Unfortunately, so many young people believe that nothing can be done about this: That’s just the way it is, so get used to it, deal with it, and hope that you can survive it. Sadly, many young people do not survive so well. Some find ways to drop out of school. Some find other ways to survive—withdrawing, becoming angry and striking back at others, acting in self-destructive ways, even joining forces with the drama bomb–makers.
So what is this drama stuff all about anyway? Once again I rely on the experts … you young people who help me understand it. Through the sharing of your stories you teach me that you often feel vulnerable and unsure of yourself at this age and that this feeling is scary. It can be difficult to find a way to communicate this fact, so it becomes easier to mask these feelings with behaviors like gossiping, labeling, judging, excluding, spreading rumors, and bullying. Maybe you want so much to feel like you belong to a group that you may resort to behaviors that aren’t truly in keeping with your inner spirit, your true self.
“You have brains in your head. You have feet in your shoes. You can steer yourself any direction you choose. “
—FROM OH, THE PLACES YOU’ LL GO BY DR. SEUSS, AMERICAN CHILDREN’S AUTHOR
You are very aware of how the media influence you to believe that if you don’t look the “right” way then you are not okay and won’t find happiness or success. The media even decides what it takes to have a satisfying relationship and we all know what the media says: the right labels, lots of money, the right body type, and the list goes on. Speaking of relationships, you make it very clear that there is pressure to be in one even if it is not a healthy one. How sad that it becomes more important to be in an unhealthy relationship with another person than in a healthy relationship with your own self.

__Short task 1__.
Transcribe the passage on teen drama from "Unfortunately, so many" up to and including "the drama bomb–makers.".
__Short task 2__.
List every behavior that the passage on teen drama says young people use to mask their feelings.
These entries have no connection to the passage on teen drama.

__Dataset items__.
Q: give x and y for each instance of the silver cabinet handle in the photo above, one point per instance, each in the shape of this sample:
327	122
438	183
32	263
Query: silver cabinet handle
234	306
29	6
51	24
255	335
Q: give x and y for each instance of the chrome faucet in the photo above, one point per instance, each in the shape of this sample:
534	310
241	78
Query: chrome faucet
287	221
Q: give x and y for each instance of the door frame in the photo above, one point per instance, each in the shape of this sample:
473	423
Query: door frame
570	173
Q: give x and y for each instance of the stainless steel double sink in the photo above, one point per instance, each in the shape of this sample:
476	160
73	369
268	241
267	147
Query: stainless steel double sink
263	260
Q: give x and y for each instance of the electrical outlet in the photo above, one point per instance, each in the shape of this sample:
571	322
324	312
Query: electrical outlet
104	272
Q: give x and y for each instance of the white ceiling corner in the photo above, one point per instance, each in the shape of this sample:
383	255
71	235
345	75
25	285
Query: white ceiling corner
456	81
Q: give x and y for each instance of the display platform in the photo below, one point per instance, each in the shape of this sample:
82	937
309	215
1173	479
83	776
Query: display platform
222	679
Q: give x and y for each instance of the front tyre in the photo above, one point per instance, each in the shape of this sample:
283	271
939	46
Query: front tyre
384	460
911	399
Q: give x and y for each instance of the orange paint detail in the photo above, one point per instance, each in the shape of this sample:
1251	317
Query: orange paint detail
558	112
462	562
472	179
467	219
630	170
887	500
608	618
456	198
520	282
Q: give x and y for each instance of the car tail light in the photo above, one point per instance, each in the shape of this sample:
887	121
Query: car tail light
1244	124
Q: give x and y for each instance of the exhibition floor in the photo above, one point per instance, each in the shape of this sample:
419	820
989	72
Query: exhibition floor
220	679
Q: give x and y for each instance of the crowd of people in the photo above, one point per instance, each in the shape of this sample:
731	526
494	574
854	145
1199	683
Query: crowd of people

__Final result 1__.
Unfortunately, so many young people believe that nothing can be done about this: That’s just the way it is, so get used to it, deal with it, and hope that you can survive it. Sadly, many young people do not survive so well. Some find ways to drop out of school. Some find other ways to survive—withdrawing, becoming angry and striking back at others, acting in self-destructive ways, even joining forces with the drama bomb–makers.

__Final result 2__.
gossiping, labeling, judging, excluding, spreading rumors, bullying